**Goal of the exercise**: Could you transcribe all the entries exactly, omitting the pictures?

[[ Data for the task, beginning ]]

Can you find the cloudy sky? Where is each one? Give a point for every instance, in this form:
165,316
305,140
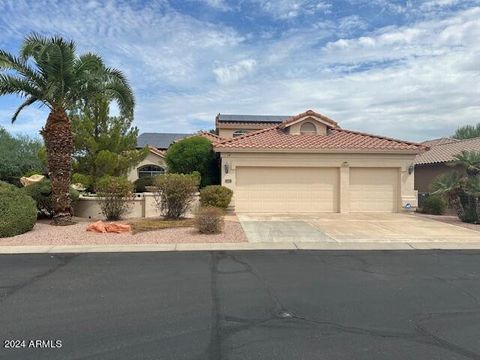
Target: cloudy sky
408,69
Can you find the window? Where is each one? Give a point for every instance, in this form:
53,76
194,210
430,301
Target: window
239,133
308,129
150,170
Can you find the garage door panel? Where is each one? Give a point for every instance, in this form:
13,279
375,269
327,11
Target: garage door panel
373,189
286,190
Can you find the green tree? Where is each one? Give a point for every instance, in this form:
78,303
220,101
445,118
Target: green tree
469,160
451,185
49,71
104,144
467,132
18,156
193,154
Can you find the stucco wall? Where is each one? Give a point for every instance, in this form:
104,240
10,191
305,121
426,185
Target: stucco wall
344,162
426,174
151,159
143,206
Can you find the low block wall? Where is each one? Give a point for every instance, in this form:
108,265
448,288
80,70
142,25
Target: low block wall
143,206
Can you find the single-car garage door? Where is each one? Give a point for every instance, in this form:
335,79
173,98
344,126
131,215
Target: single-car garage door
373,189
286,190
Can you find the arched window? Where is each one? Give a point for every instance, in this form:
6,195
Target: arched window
308,129
150,170
239,133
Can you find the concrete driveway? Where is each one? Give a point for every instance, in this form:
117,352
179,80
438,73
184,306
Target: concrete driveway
352,228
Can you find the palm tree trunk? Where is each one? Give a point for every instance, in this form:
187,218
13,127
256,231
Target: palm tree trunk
58,137
456,203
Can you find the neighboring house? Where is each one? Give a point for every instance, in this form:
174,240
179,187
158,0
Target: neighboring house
158,143
307,163
434,162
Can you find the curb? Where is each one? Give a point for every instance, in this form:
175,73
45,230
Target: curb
62,249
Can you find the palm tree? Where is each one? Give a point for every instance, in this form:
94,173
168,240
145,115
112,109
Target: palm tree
469,160
49,72
451,186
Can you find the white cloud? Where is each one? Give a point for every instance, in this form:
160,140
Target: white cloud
287,9
215,4
235,72
414,81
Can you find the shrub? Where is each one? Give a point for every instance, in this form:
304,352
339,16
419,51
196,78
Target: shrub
115,196
435,205
41,192
141,183
216,196
18,212
193,154
18,156
83,179
175,194
209,220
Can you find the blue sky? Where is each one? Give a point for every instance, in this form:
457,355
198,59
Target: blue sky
407,69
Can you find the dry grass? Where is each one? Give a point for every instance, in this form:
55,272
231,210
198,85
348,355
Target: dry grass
158,224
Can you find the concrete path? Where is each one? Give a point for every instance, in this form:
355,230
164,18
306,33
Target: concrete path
346,228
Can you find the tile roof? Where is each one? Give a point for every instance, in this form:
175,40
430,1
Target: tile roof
155,151
274,138
251,118
212,137
159,140
445,152
309,113
439,141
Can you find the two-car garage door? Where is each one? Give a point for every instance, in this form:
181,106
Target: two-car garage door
315,189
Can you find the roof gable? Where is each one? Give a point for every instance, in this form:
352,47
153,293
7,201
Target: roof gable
312,116
159,140
275,138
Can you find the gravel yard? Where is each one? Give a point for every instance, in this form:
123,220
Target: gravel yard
450,219
45,234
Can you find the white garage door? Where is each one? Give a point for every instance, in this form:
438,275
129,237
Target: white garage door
286,190
373,190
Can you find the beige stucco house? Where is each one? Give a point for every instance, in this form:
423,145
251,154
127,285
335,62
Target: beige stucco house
307,164
437,160
158,143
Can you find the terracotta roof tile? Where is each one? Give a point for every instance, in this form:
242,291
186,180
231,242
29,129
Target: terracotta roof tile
214,138
445,152
156,151
274,138
439,141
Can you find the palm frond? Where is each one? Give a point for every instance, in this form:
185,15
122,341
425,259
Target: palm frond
10,62
10,84
30,100
122,93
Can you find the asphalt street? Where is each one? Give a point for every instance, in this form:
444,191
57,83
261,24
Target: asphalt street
241,305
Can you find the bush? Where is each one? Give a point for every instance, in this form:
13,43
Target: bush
141,183
209,220
435,205
41,192
83,179
18,212
115,196
216,196
175,194
191,154
18,156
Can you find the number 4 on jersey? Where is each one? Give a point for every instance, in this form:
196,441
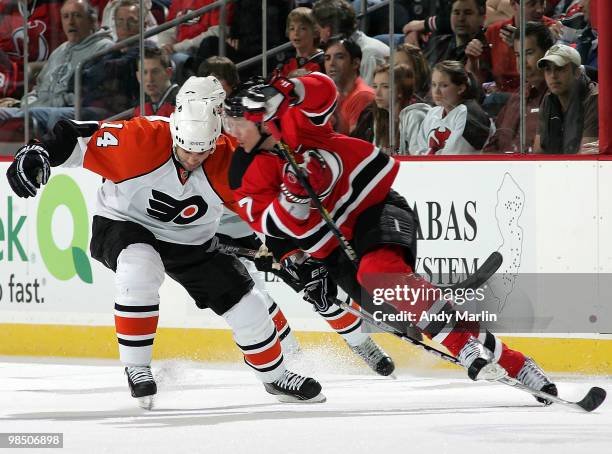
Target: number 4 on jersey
108,139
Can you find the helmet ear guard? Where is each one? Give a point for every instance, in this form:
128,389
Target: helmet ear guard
195,123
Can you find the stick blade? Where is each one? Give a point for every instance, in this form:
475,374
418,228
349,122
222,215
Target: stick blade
593,399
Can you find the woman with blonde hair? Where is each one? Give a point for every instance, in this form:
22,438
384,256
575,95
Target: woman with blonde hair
457,125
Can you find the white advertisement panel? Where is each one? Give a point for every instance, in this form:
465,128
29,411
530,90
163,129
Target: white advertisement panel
545,217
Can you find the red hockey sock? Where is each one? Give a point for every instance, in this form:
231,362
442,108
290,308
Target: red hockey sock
511,360
386,268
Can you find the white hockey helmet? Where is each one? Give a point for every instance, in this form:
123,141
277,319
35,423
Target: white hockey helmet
195,123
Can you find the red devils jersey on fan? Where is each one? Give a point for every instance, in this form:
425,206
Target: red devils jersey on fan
362,175
44,34
144,184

[[ Data for the task, end ]]

**Answer box**:
Can you find the cloudy sky? Where is each one? Give a point for every instance, in this form:
165,316
305,140
Target: cloudy sky
408,69
Can you find the window? Where is each one? Give a point for every instance, in this form:
53,76
194,210
430,301
Target: window
239,133
308,129
150,170
Can you find the garage door panel? Where is each one? Give a point for every instance, in this form:
13,279
375,269
327,11
Target: garage door panel
373,189
286,190
Can you find the green tree? Where is each one? Give a point for every instance, in this form:
78,303
220,101
445,118
Target: green tree
469,160
451,185
49,71
104,144
467,132
18,156
193,154
Can you find the stucco wall? Where is each one? Give a point for every instance, in this form:
104,240
10,191
305,121
426,185
Target: stucco wall
344,162
426,174
151,159
143,206
Can you find the low block wall? Where is each one? Give a point for every instance, in this form:
108,265
448,288
80,70
142,25
Target: low block wall
143,206
Can you find the single-car garage door? Where is each one? Give a point for every instance, in this form:
335,79
173,98
344,126
131,215
Target: single-car garage door
373,189
286,190
Can you find the arched window? Where is each one? Give a point for every instance, in this form:
6,195
Target: arched window
308,129
150,170
239,133
Can you find the concrete driveway? Where is each one? Give a point for every instance, in this form:
117,352
179,80
438,73
184,306
Target: concrete driveway
352,228
Can you find the palm tree trunk? Where is each one? Give a point for every instance, in this form:
187,218
13,127
256,231
Target: palm tree trunk
58,137
456,203
Can you find the neighboring house? Where is each one? Give a point for every instance, in this form:
174,240
179,187
158,0
Target: neighboring house
158,143
307,163
434,162
Can you find the curb? Where is each one? Give a point for every instance, in this form:
175,73
45,230
Target: curb
62,249
Can you find the palm tree? Where is each one? Give a point for every instance, in this form:
94,173
168,240
145,115
112,109
Target: palm tree
469,160
49,72
451,186
Can you find the white cloud? Where is each one? Give a point for every instance, in this form:
160,140
Target: white cloud
287,9
215,4
235,72
414,81
Can you find the shrub? Where is each one? Give a point for every instance, in this form:
304,352
339,16
419,51
196,78
Target: shrub
115,196
435,205
41,192
141,183
216,196
18,212
193,154
18,156
83,179
175,194
209,220
Can you find the blue sky? Where is each one? Give a point for every instance, in this form:
457,355
198,59
Target: blue sky
407,69
Can you find the dry grass? Where is each one? Give a point for every instance, in this form:
55,272
231,210
198,85
348,355
Target: dry grass
158,224
Can you find the concrete path? Where is each one? Give a point for every instance, in this form:
355,230
164,18
306,33
Target: concrete path
346,228
Can you find the tile roof? Where is each one? Give a point for every instance, in this form:
175,40
430,1
Target: tile roof
155,151
274,138
251,118
212,137
159,140
445,152
309,113
439,141
Can you find the two-car garage door? Where is each one? Give a point for every instance, in this form:
181,106
Target: two-car garage door
315,189
Can you find the roof gable? Where is each one? Give a point for every instance, in this form:
352,47
153,293
7,201
Target: roof gable
312,116
159,140
275,138
Can you find the gravel yard? Where is each one? Give a point for every instance, in this form:
123,220
Target: gravel yard
450,219
45,234
Can you find the white garage door? Where is each one? Give a point for every instance, in this form:
438,275
129,237
Target: white garage door
286,190
373,190
Can you find the beige stucco house? Where is each one? Give a point for every instance, in this form:
423,145
251,154
127,285
335,62
Target: beige stucco house
307,164
437,160
158,143
Can you find the terracotta roof tile? Where is each one? Give a point for every instance, in this form:
242,291
186,180
231,242
29,129
Target: terracotta roof tile
214,138
445,152
156,151
274,138
439,141
Can you find the palm frond? Where is each one? Give a point for every instance, in this form:
185,15
122,341
425,259
Target: palm frond
10,62
10,84
30,100
122,93
Can you find the asphalt street? Where is each one? Give a point for every instance, in this form:
444,191
57,83
261,24
Target: asphalt street
241,305
Can you find the bush? Where is each one? Give a point for every instance, in this form:
13,43
Target: bush
141,183
209,220
435,205
41,192
83,179
18,212
115,196
216,196
175,194
191,154
18,156
Can you find the number 4 on jersey? Where is each one? Give a point for every instance, in this form:
196,441
Target: number 4 on jersey
108,139
Can you find the helmet ear guard? Where is each one? Give a point for every instance, in this form:
128,389
Target: helmet ear guard
195,123
Can you find the stick blade? Where is each one? Give a point for every instance, in this form:
475,374
418,228
349,122
222,215
Target: stick blade
593,399
Can you find the woman with blonde hair? Where is each one? Give a point for every instance, in this form:
22,438
384,256
575,95
Target: woman with blonde hair
457,125
Can you find the white advertisement panel? Where is each one? Give a point for every instance, in this form:
465,128
29,411
530,90
163,129
Target: white advertisement panel
545,217
Can you find the red hockey sock? Where is each one? Give a point for every instance, in this form:
231,362
442,108
290,308
Target: red hockey sock
511,360
386,268
Can you find the white hockey helmet? Where is each one? Give a point for every instance, in this form:
123,141
277,319
35,423
Target: white hockey helmet
195,123
Can you find the red devils jersey on fan? Where is each one? Give a point for every instance, in this form:
425,206
Target: red devils jersey on fan
362,175
44,34
144,184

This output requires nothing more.